[Start of Document text]
Let’s Try “Sense Based Safety”

SENSE

By Phil La Duke

I belong to 50 LinkedIn groups and I am active in each of them. They range from groups catering to trainers and industrial designers to those focusing on specific industries in which I work.  The vast majority of those groups have one thing or another to do with worker safety.  Each day my in box is blown up by multiple emails from LinkedIn.  Some update me that one of my contacts has a new job or work anniversary while others announced the topic d’jour in one or more (mostly more) discussion threads, and increasingly the topic is centered around (fill-in-the-blank) based safety.  Since a cadre of companies made millions shilling Behavior-Based Safety and since the shine is off BBS, at least in some circles, saints and snake-oil salesmen alike are clamoring to create the next big thing. I’ve seen proponents of  Culture-Based Safety, Process-Based Safety (not to be confused with Process Safety) Values-Based Safety, Ethics Based Safety, Respect Based Safety, Change Based Safety, and more; it’s exhausting, and what’s more, it might be dangerous.
[End of Document text]
Given exercise 1
Answer these questions about the article on "sense based safety":
(a) How many LinkedIn groups does the author belong to?
(b) Which safety approach does the article say has lost its shine, at least in some circles?
(c) According to the article, Process-Based Safety should not be confused with what?
[Start of Data for this task]
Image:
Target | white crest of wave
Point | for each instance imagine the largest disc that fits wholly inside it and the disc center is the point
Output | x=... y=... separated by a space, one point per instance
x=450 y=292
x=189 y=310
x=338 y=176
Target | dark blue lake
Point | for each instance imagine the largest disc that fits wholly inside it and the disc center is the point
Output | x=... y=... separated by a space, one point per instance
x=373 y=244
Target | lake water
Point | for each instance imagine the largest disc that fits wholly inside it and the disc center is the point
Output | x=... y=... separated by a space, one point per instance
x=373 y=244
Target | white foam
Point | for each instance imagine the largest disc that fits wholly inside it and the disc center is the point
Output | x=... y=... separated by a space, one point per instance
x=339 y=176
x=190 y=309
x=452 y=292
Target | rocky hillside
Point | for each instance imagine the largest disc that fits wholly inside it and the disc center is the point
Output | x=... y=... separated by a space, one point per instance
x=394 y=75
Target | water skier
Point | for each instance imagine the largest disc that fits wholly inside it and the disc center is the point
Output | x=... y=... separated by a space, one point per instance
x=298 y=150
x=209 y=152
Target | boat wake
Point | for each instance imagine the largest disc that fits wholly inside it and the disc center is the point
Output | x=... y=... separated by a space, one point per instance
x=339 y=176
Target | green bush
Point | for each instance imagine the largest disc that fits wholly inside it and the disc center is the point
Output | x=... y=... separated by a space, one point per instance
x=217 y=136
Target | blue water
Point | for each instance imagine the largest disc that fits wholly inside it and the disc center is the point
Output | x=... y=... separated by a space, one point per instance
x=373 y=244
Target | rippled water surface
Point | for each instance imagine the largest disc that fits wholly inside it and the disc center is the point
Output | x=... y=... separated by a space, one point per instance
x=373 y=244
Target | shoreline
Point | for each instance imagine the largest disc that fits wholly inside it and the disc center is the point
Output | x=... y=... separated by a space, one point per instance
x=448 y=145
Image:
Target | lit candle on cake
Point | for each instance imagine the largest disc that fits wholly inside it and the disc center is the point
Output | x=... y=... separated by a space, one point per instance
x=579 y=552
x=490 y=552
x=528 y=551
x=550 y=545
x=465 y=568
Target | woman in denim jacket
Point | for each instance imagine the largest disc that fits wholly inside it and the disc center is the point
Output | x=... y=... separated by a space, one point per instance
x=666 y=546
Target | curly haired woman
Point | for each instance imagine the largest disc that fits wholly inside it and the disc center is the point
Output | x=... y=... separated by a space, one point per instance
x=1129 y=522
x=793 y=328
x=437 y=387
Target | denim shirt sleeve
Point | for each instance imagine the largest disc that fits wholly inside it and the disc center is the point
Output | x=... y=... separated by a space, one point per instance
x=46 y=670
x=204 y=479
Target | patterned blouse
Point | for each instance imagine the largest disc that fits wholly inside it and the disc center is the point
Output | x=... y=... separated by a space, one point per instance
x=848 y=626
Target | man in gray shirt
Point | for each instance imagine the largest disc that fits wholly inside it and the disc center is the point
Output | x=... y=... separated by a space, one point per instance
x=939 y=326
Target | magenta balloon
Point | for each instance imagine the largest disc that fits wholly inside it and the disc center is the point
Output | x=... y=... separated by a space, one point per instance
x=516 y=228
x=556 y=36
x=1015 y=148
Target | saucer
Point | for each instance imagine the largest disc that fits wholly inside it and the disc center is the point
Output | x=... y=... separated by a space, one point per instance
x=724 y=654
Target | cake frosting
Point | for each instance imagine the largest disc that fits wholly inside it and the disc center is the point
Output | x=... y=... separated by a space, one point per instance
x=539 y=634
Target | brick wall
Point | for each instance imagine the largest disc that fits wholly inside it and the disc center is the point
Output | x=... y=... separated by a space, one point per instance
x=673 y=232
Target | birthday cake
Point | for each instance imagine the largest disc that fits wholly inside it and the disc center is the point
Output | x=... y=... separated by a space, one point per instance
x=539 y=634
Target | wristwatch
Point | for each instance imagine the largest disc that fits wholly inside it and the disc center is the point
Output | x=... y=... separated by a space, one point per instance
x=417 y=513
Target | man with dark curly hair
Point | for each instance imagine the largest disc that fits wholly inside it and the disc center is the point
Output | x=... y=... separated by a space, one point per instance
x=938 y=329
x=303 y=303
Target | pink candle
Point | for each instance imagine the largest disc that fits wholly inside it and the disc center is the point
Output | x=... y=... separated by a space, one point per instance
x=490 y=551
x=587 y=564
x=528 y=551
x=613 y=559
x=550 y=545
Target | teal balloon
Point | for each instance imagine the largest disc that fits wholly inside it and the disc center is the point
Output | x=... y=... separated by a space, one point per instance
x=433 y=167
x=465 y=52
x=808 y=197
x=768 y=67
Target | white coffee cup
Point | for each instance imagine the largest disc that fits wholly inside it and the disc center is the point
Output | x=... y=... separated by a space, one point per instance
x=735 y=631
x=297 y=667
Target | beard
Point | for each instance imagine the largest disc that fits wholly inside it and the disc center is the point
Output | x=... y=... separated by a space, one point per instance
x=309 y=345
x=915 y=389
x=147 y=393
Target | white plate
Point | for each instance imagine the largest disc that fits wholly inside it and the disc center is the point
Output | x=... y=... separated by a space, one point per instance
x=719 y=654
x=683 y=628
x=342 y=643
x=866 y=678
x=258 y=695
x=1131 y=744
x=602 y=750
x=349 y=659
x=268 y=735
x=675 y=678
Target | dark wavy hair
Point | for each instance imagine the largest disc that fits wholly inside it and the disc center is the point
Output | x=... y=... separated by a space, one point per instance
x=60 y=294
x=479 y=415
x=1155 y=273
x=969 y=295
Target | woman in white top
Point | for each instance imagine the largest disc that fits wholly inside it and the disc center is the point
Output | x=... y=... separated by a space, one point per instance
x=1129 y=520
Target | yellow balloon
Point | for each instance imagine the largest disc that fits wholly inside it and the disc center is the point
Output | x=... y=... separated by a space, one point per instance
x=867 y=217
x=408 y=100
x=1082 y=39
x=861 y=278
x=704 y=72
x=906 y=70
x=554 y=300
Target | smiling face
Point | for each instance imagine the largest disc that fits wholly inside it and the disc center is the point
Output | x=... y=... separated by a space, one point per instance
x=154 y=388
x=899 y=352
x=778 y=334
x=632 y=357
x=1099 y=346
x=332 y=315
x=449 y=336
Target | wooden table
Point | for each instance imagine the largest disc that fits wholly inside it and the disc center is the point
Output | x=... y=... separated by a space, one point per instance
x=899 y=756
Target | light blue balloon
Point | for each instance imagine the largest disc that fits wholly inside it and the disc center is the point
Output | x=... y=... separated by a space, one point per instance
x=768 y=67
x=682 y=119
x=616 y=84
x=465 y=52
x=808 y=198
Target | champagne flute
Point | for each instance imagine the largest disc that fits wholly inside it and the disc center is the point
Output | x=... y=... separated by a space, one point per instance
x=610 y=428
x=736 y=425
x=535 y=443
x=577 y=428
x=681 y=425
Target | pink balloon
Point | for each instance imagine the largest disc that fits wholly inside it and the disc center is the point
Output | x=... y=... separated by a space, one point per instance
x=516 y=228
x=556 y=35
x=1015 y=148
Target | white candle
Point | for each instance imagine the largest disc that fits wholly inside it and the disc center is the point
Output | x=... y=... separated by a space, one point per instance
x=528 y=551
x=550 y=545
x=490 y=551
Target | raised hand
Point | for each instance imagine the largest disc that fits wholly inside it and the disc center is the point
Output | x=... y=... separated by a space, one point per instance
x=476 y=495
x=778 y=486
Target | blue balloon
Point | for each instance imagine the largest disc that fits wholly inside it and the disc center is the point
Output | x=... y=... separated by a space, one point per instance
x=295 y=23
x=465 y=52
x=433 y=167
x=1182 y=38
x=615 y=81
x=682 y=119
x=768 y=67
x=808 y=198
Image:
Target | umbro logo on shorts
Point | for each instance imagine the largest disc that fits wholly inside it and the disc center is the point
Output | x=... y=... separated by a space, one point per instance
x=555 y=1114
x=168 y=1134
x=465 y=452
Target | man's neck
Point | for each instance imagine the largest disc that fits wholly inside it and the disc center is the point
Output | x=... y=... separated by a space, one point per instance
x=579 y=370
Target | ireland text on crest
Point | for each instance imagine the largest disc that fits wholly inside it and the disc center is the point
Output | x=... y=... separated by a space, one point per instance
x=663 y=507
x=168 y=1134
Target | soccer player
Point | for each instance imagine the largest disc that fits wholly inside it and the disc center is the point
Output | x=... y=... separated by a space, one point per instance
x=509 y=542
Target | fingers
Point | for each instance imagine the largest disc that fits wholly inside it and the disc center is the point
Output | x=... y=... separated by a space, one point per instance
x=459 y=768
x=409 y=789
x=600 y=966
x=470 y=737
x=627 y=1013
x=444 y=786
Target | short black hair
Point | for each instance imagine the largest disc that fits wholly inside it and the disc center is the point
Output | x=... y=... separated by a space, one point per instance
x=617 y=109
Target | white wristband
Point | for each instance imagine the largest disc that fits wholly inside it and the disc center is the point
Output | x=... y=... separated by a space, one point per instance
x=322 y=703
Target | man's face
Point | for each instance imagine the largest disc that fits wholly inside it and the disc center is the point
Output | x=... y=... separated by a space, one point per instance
[End of Data for this task]
Given exercise 2
How many lines in the entries contain the string "dark"? Give only the number.

Reply 1
(a) 50
(b) Behavior-Based Safety
(c) Process Safety

Reply 2
3